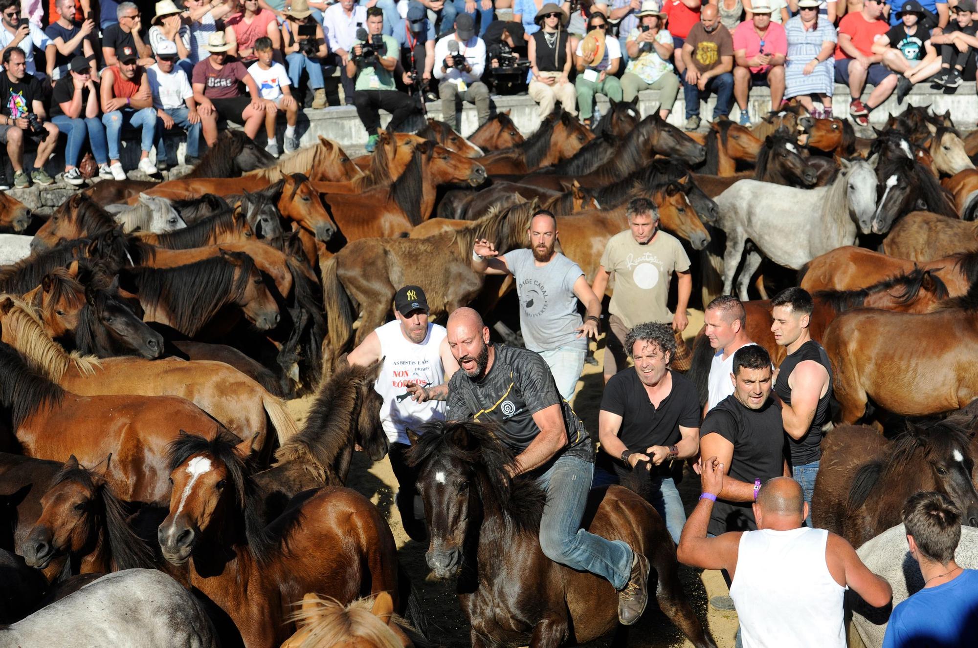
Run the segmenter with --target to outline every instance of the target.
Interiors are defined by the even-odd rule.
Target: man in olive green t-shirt
[[[592,288],[604,297],[608,277],[614,272],[614,294],[608,310],[604,349],[604,382],[626,366],[625,334],[644,322],[672,323],[676,331],[689,324],[686,306],[692,291],[689,258],[675,236],[658,228],[659,214],[647,198],[636,198],[625,212],[630,229],[608,239]],[[676,314],[669,312],[669,282],[679,276]]]

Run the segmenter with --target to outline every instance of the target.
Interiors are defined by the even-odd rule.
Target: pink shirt
[[[740,50],[744,50],[746,59],[753,59],[761,53],[761,37],[754,28],[752,20],[744,20],[734,30],[734,52]],[[784,33],[784,27],[777,22],[768,25],[768,32],[764,35],[764,53],[783,55],[788,53],[788,37]],[[750,71],[767,72],[769,69],[771,65],[761,65],[751,67]]]

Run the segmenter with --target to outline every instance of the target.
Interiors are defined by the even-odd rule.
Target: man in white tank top
[[[845,590],[852,587],[874,607],[890,602],[890,585],[849,543],[804,526],[808,505],[790,477],[761,487],[753,505],[757,531],[707,538],[725,475],[716,457],[700,460],[699,467],[703,492],[683,528],[677,556],[691,567],[730,573],[744,648],[845,648]]]
[[[417,474],[405,461],[411,447],[407,428],[418,429],[432,419],[445,418],[448,379],[459,363],[448,347],[445,327],[428,322],[427,299],[419,286],[404,286],[394,295],[394,321],[374,330],[346,361],[368,366],[383,358],[374,388],[383,397],[380,425],[390,443],[390,466],[397,477],[397,508],[404,530],[424,540],[424,510],[415,490]]]

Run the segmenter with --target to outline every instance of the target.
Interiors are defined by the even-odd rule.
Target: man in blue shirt
[[[894,608],[883,648],[973,646],[978,636],[978,571],[955,562],[961,539],[960,510],[940,493],[920,492],[904,505],[904,526],[911,555],[920,566],[923,589]]]

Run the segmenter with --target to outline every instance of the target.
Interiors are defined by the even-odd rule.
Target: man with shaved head
[[[618,620],[631,626],[648,601],[649,562],[626,543],[581,528],[595,471],[595,446],[560,398],[539,353],[493,344],[471,308],[448,318],[448,345],[459,362],[448,384],[445,418],[498,425],[516,455],[511,476],[526,473],[547,494],[540,548],[551,560],[607,579],[618,590]]]
[[[683,529],[680,562],[722,569],[733,580],[745,648],[845,648],[847,587],[873,607],[890,602],[890,585],[863,564],[843,538],[804,526],[808,504],[790,477],[768,480],[753,504],[757,531],[706,535],[713,503],[724,491],[724,465],[701,459],[702,495]]]

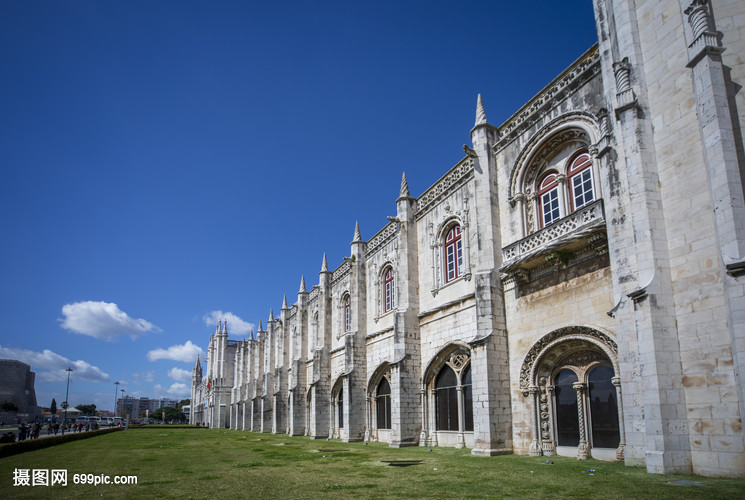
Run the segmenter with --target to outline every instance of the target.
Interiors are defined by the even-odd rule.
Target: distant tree
[[[0,411],[18,411],[18,406],[13,401],[3,401],[0,403]]]
[[[165,420],[167,422],[170,422],[170,421],[185,422],[186,421],[186,415],[184,415],[181,410],[173,406],[165,406],[163,408],[158,408],[151,414],[151,416],[154,418],[163,418],[163,413],[165,413],[166,415]]]
[[[78,405],[75,408],[83,412],[83,415],[95,415],[96,414],[96,405],[90,404],[90,405]]]

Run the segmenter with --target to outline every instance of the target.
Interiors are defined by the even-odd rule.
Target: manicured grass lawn
[[[421,461],[408,467],[385,461]],[[545,463],[550,460],[553,464]],[[15,469],[67,469],[68,485],[14,487]],[[588,472],[594,469],[594,472]],[[73,474],[137,475],[74,485]],[[687,479],[701,486],[671,485]],[[745,498],[745,479],[647,474],[561,457],[474,457],[452,448],[160,426],[0,459],[0,498]]]

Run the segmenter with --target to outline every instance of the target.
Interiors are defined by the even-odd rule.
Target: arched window
[[[384,288],[384,294],[385,294],[383,312],[392,311],[396,305],[395,276],[393,274],[392,267],[389,267],[388,270],[383,275],[383,288]]]
[[[595,189],[592,183],[592,161],[590,155],[582,153],[569,165],[567,170],[572,212],[595,200]]]
[[[375,415],[378,429],[391,428],[391,384],[383,377],[375,391]]]
[[[460,226],[453,226],[445,238],[445,282],[458,278],[463,269],[463,252],[460,241]]]
[[[344,300],[344,331],[352,329],[352,299],[349,295]]]
[[[559,220],[561,210],[559,209],[559,182],[556,172],[551,172],[541,178],[536,194],[540,207],[541,227],[546,227]]]
[[[613,368],[607,365],[596,366],[587,377],[594,448],[616,448],[620,440],[618,400],[612,378]]]
[[[577,391],[574,388],[576,382],[577,374],[572,370],[561,370],[554,382],[556,440],[559,446],[577,446],[579,444]]]
[[[435,418],[438,431],[458,430],[458,378],[444,366],[435,379]]]
[[[321,335],[320,335],[320,324],[318,321],[318,313],[315,313],[313,315],[313,345],[310,346],[311,348],[318,346],[321,344]]]
[[[344,386],[339,388],[339,395],[336,398],[336,407],[339,414],[339,429],[344,428]]]

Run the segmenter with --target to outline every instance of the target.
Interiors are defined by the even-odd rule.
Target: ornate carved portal
[[[587,327],[540,339],[528,352],[520,386],[530,411],[530,455],[613,449],[623,460],[623,412],[616,343]]]
[[[437,446],[443,432],[457,434],[457,448],[466,446],[466,432],[473,431],[470,361],[468,348],[452,345],[430,363],[421,391],[420,446]]]

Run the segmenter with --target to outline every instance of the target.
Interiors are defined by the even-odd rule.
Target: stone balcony
[[[607,252],[603,200],[597,200],[502,249],[505,282],[530,281],[538,270],[563,268]]]

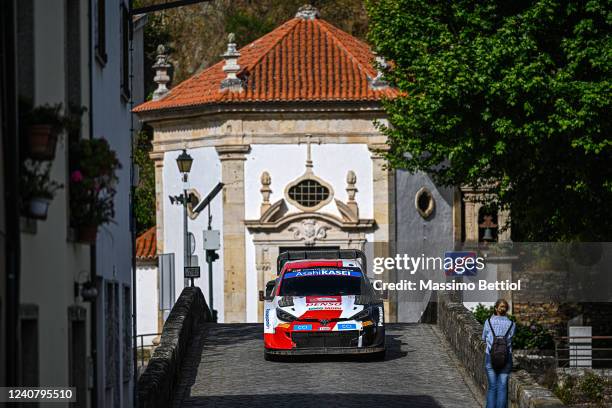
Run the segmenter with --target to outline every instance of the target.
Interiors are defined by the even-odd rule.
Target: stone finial
[[[311,4],[304,4],[295,13],[295,18],[301,18],[302,20],[314,20],[319,18],[319,10]]]
[[[169,92],[166,84],[170,82],[170,76],[168,75],[170,67],[168,55],[166,55],[166,47],[160,44],[157,46],[157,60],[153,64],[153,69],[155,70],[153,81],[157,83],[157,89],[153,92],[154,101],[163,98]]]
[[[270,193],[272,193],[270,184],[272,184],[272,177],[270,177],[270,173],[264,171],[263,173],[261,173],[261,189],[259,190],[263,198],[263,201],[261,203],[262,215],[270,208]]]
[[[355,193],[357,193],[357,175],[353,170],[349,170],[346,173],[346,193],[348,194],[348,202],[346,205],[351,209],[356,218],[359,218],[359,206],[355,201]]]
[[[374,53],[376,55],[376,53]],[[383,79],[383,70],[387,69],[389,64],[380,55],[376,55],[376,76],[370,81],[370,88],[372,89],[385,89],[389,87],[387,81]]]
[[[226,77],[221,81],[221,90],[228,90],[231,92],[241,92],[242,91],[242,80],[238,78],[238,73],[240,72],[240,65],[238,65],[238,57],[240,57],[240,52],[236,49],[236,35],[234,33],[229,33],[227,36],[227,50],[222,55],[225,60],[225,65],[223,66],[223,72],[225,72]]]

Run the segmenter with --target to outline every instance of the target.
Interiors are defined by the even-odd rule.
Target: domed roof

+++

- Exercise
Print all of the entries word for word. Omit the pictures they contain.

- Completed exercise
Run the segmenter with --target to outline every instance of the target.
Interiors are defined by the even-odd rule.
Target: man in olive green t-shirt
[[[592,288],[604,297],[608,277],[614,272],[614,294],[608,310],[604,349],[604,382],[626,366],[625,334],[644,322],[672,323],[676,331],[689,324],[686,306],[692,291],[689,258],[675,236],[658,228],[659,214],[647,198],[636,198],[625,212],[630,229],[608,239]],[[676,314],[669,312],[669,282],[679,276]]]

Run the segmenter with --target to outline every instance of the target.
Interiors are defined by the even-odd rule.
Target: pink shirt
[[[740,50],[744,50],[746,59],[753,59],[761,53],[761,37],[754,28],[752,20],[744,20],[734,30],[734,52]],[[784,33],[784,27],[777,22],[768,25],[768,32],[764,35],[764,53],[783,55],[788,53],[788,37]],[[750,71],[767,72],[769,69],[771,65],[761,65],[751,67]]]

Run the segmenter with --target to outline every instance of the target.
Interiors are defined by the even-odd rule.
Target: man in white tank top
[[[845,590],[852,587],[874,607],[890,602],[890,585],[849,543],[804,526],[808,505],[790,477],[761,487],[753,505],[757,531],[707,538],[725,475],[716,457],[700,460],[699,467],[703,492],[683,528],[677,556],[691,567],[730,573],[744,648],[845,648]]]
[[[417,474],[405,461],[411,447],[407,428],[418,429],[432,419],[445,418],[448,379],[459,363],[448,347],[445,327],[428,322],[427,299],[419,286],[404,286],[394,295],[394,321],[374,330],[346,361],[368,366],[383,358],[374,388],[383,397],[380,425],[390,443],[390,466],[397,477],[397,508],[404,530],[424,540],[424,510],[415,490]]]

Run the segmenter with --target to outline every instance of the target.
Interiors are defined by the even-odd rule.
Target: man in blue shirt
[[[894,608],[883,648],[973,646],[978,636],[978,571],[955,562],[961,539],[960,510],[940,493],[920,492],[904,505],[904,526],[911,555],[920,566],[923,589]]]

Run the segmenter with --target to outline every instance of the target.
Interiors are defined by the even-odd rule.
Target: man with shaved head
[[[618,620],[631,626],[648,601],[649,562],[626,543],[581,528],[595,471],[595,446],[560,398],[539,353],[493,344],[471,308],[448,318],[448,345],[459,362],[448,384],[445,418],[498,425],[516,455],[511,476],[526,473],[547,494],[540,548],[551,560],[607,579],[618,590]]]
[[[683,529],[680,562],[722,569],[733,580],[745,648],[845,648],[847,587],[873,607],[890,602],[890,585],[863,564],[843,538],[804,526],[808,504],[790,477],[768,480],[753,504],[757,531],[706,535],[713,503],[724,491],[724,465],[701,459],[702,495]]]

Run the segmenter with --target to outline every instance of the target.
Interiors are defined by the even-odd rule.
Target: distant tree
[[[0,411],[18,411],[18,406],[13,401],[3,401],[0,403]]]
[[[165,420],[167,422],[170,422],[170,421],[185,422],[186,421],[186,415],[184,415],[181,410],[173,406],[165,406],[163,408],[158,408],[151,414],[151,416],[154,418],[163,418],[163,413],[165,413],[166,415]]]
[[[78,405],[75,408],[83,412],[83,415],[95,415],[96,414],[96,405],[90,404],[90,405]]]

Run the segmenter with --target to outline every instance of the target.
Interiors are defined by the even-odd rule.
Target: manicured grass lawn
[[[421,461],[408,467],[385,461]],[[545,463],[550,460],[553,464]],[[15,469],[67,469],[68,485],[14,487]],[[588,472],[594,469],[594,472]],[[73,474],[137,475],[74,485]],[[687,479],[701,486],[671,485]],[[745,498],[745,479],[647,474],[561,457],[474,457],[452,448],[160,426],[0,459],[0,498]]]

Run the segmenter with --target to outline every instance of the target.
Interiors are defined by the even-odd rule.
Target: arched window
[[[384,288],[384,294],[385,294],[383,312],[392,311],[396,305],[395,276],[393,274],[392,267],[389,267],[388,270],[383,275],[383,288]]]
[[[595,189],[592,183],[592,161],[590,155],[582,153],[569,165],[567,170],[572,212],[595,200]]]
[[[375,415],[378,429],[391,428],[391,384],[383,377],[375,391]]]
[[[460,226],[453,226],[445,238],[445,282],[458,278],[463,269],[463,252],[460,241]]]
[[[344,300],[344,331],[352,329],[352,299],[349,295]]]
[[[559,220],[561,210],[559,209],[559,182],[556,172],[551,172],[541,178],[536,194],[540,207],[541,227],[546,227]]]
[[[613,368],[607,365],[596,366],[587,377],[594,448],[616,448],[620,440],[618,400],[612,378]]]
[[[577,391],[574,388],[576,382],[577,374],[572,370],[561,370],[554,382],[556,440],[559,446],[577,446],[579,444]]]
[[[435,418],[438,431],[458,430],[458,378],[444,366],[435,379]]]
[[[321,335],[320,335],[320,324],[318,321],[318,313],[315,313],[313,315],[313,345],[310,346],[311,348],[318,346],[321,344]]]
[[[344,386],[339,388],[339,395],[336,398],[336,407],[339,414],[339,429],[344,428]]]

Run the segmenter with --target to outline every instance of the target.
Interiors are defined by the even-odd rule.
Target: ornate carved portal
[[[587,327],[540,339],[528,352],[520,386],[530,411],[530,455],[613,449],[623,460],[623,412],[616,343]]]
[[[437,446],[443,432],[457,434],[457,448],[466,446],[466,432],[473,431],[470,361],[468,348],[452,345],[430,363],[421,391],[420,446]]]

Run the segmenter with --target to outline every instance of the target.
Interiors are defined by the even-odd rule.
Target: stone balcony
[[[607,252],[603,200],[597,200],[502,249],[505,282],[530,281],[538,270],[563,268]]]

Run the segmenter with --target to outline every instance of the target.
Interiors are defined by the even-odd rule.
Target: stone finial
[[[311,4],[304,4],[295,13],[295,18],[301,18],[302,20],[314,20],[319,18],[319,10]]]
[[[169,92],[166,84],[170,82],[170,76],[168,75],[170,67],[168,55],[166,55],[166,47],[160,44],[157,46],[157,60],[153,64],[153,69],[155,70],[153,81],[157,83],[157,89],[153,92],[154,101],[163,98]]]
[[[270,193],[272,193],[270,184],[272,184],[272,177],[270,177],[270,173],[264,171],[263,173],[261,173],[261,189],[259,190],[263,198],[263,201],[261,203],[262,215],[270,208]]]
[[[355,193],[357,193],[357,175],[353,170],[349,170],[346,173],[346,193],[348,194],[348,202],[346,205],[351,209],[356,218],[359,218],[359,206],[355,201]]]
[[[374,53],[376,55],[376,53]],[[383,79],[383,70],[387,69],[389,64],[380,55],[376,55],[376,76],[370,81],[370,88],[372,89],[385,89],[389,87],[387,81]]]
[[[226,77],[221,81],[221,90],[228,90],[231,92],[241,92],[242,91],[242,80],[238,78],[238,73],[240,72],[240,65],[238,65],[238,57],[240,57],[240,52],[236,49],[236,35],[234,33],[229,33],[227,36],[227,50],[222,55],[225,60],[225,65],[223,66],[223,72],[225,72]]]

Run the segmenter with --target to outline every instance of the target.
Interiors are defined by the even-odd rule.
Target: domed roof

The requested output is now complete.